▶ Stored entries

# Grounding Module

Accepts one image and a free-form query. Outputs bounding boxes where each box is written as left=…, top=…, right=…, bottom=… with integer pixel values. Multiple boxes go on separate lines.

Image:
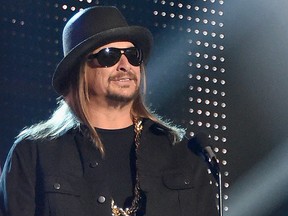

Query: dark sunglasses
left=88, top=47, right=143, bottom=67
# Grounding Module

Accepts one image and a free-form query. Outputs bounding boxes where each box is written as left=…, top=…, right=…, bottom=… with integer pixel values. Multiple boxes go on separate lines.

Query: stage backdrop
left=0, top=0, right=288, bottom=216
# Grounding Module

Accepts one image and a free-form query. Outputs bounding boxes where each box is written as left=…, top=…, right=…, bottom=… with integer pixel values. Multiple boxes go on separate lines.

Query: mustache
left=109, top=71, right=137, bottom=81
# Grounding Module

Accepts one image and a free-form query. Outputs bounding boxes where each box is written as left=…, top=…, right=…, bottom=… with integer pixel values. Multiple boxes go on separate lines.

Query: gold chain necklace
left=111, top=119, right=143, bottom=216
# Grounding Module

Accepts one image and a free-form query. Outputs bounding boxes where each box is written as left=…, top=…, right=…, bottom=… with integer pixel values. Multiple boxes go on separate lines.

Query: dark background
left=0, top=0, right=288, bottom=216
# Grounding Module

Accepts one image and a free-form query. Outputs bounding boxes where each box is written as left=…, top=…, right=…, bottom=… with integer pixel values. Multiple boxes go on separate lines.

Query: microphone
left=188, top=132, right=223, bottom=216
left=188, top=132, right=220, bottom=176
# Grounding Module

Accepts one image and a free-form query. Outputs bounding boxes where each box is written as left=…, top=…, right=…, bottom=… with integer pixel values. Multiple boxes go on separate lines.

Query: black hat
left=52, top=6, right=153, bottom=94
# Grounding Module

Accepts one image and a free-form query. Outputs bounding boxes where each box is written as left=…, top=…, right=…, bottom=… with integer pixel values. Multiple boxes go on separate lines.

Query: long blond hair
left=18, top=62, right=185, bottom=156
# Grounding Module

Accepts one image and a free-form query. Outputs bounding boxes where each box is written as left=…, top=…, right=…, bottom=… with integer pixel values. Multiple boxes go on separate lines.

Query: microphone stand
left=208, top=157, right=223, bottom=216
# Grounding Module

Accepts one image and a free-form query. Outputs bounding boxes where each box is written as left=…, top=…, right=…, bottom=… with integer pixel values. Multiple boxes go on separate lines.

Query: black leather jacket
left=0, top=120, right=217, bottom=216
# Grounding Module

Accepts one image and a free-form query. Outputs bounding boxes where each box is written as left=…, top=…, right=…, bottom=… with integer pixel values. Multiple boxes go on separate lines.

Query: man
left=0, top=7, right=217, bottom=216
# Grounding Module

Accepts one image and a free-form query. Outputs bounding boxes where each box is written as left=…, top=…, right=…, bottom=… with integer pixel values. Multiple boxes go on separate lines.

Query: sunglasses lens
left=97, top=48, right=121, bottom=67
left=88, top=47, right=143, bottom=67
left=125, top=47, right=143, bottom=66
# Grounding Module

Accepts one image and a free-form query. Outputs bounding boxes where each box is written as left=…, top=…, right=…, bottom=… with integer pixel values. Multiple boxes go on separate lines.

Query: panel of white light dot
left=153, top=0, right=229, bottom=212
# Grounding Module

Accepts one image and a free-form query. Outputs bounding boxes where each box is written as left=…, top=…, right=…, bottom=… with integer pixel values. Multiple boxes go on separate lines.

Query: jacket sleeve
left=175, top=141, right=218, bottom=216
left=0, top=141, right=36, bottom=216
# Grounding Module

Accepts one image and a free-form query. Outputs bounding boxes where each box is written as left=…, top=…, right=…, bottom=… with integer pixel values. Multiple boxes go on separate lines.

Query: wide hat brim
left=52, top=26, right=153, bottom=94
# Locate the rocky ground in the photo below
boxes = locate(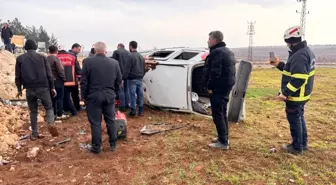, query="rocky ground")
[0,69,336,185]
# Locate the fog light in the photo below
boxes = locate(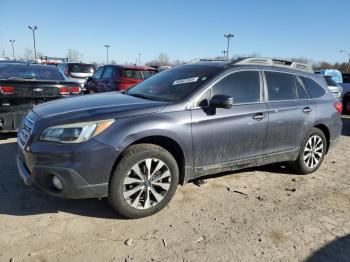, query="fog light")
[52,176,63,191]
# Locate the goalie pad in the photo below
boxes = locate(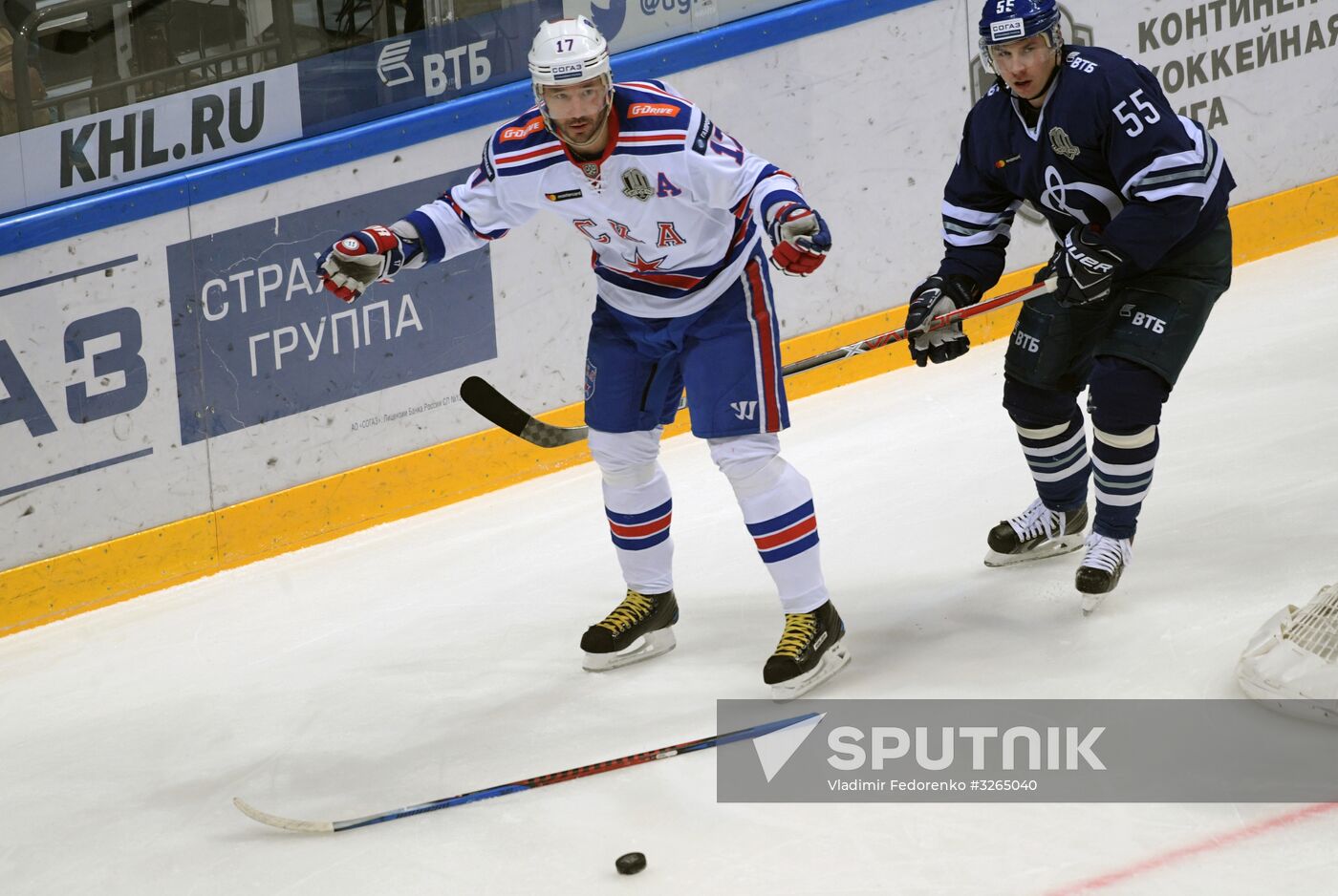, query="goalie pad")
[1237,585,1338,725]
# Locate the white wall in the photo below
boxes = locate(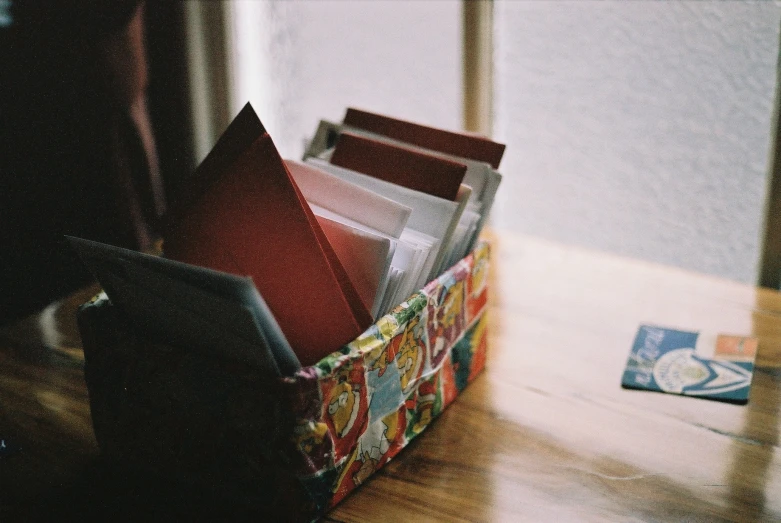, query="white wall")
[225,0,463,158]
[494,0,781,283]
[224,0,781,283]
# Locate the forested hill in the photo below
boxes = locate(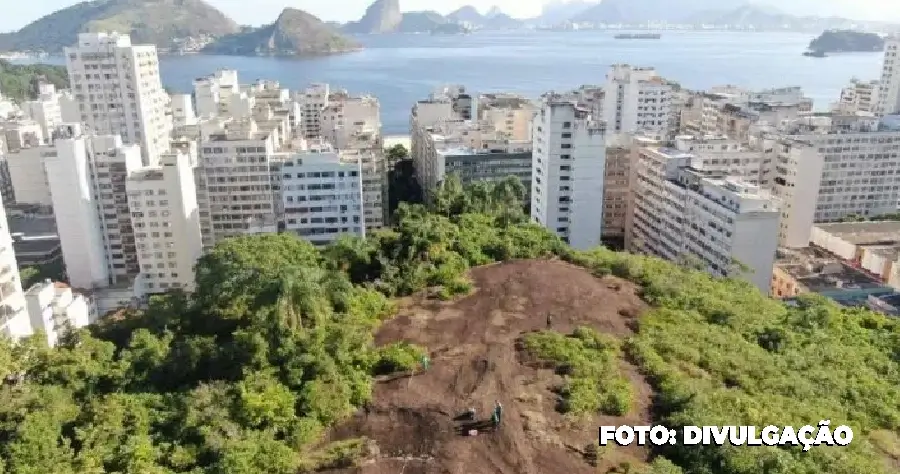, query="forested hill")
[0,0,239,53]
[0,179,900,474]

▶ What is asked
From the records above, copy out each line that contains the string "below".

▶ Output of the exercise
# Locate the rocky ground in the photo below
# Locate the fog light in the photo below
# Locate the goalie pad in the photo below
# Locate the white wall in the photo below
# Locate the forested hill in the photo below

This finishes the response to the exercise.